História dos Congados de São João del-Rei

Congados e Festas do Rosário de São João del-Rei: esboço histórico

(ofereço com gratidão ao prof. Nelson Antunes de Carvalho e à memória do músico Antônio Geraldo do Reis e do capitão de congado Luís Santana)


            Historiar os congados é tarefa quase infrutífera. O pesquisador recorre a muitas fontes escrita mas quase somente nas orais encontra algo que lhe possa valer. Os registros antigos em documentos e jornais são raríssimos. Não que os congados fossem raros; pelo contrário, supõe-se. Ocorre que a imprensa e os escritores em geral, ainda eivados de uma ótica colonialista, não lhes davam a devida importância no cenário cultural. Não o achavam digno de figurar em qualquer página.
            A mentalidade geral considerava que as manifestações folclóricas eram um atestado de atraso, um indício de subdesenvolvimento. Por isso mesmo eram repelidas. Se então tivessem em sua composição uma nítida marca cultural africana, como no caso dos congados, no passado uma dança dos escravos, aí então o desprezo era ainda maior, pois somava-se o racismo e a discriminação e elas ganhavam o carimbo de costume bárbaro.

Seção de dados.
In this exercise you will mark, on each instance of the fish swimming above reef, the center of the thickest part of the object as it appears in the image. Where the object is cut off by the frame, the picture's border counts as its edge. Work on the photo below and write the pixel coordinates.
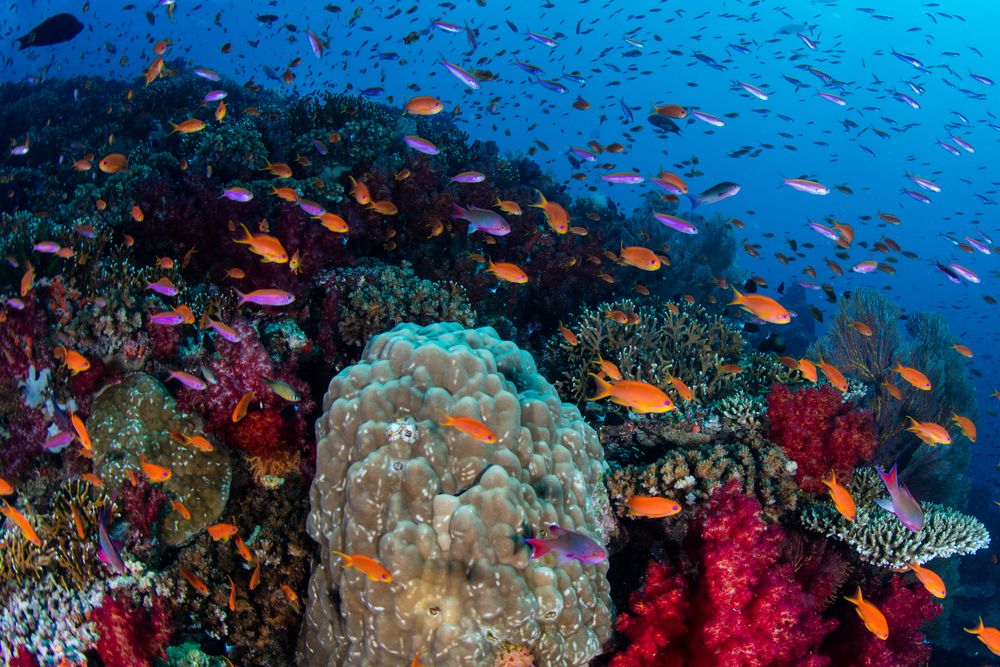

Tarefa curta.
Reproduza, sem nenhuma alteração, a parte do texto sobre os congados de São João del-Rei que vai de "Congados e Festas" a "em qualquer página.". Os dados não têm papel algum nesta atividade.

Resposta da tarefa.
Congados e Festas do Rosário de São João del-Rei: esboço histórico

(ofereço com gratidão ao prof. Nelson Antunes de Carvalho e à memória do músico Antônio Geraldo do Reis e do capitão de congado Luís Santana)


            Historiar os congados é tarefa quase infrutífera. O pesquisador recorre a muitas fontes escrita mas quase somente nas orais encontra algo que lhe possa valer. Os registros antigos em documentos e jornais são raríssimos. Não que os congados fossem raros; pelo contrário, supõe-se. Ocorre que a imprensa e os escritores em geral, ainda eivados de uma ótica colonialista, não lhes davam a devida importância no cenário cultural. Não o achavam digno de figurar em qualquer página.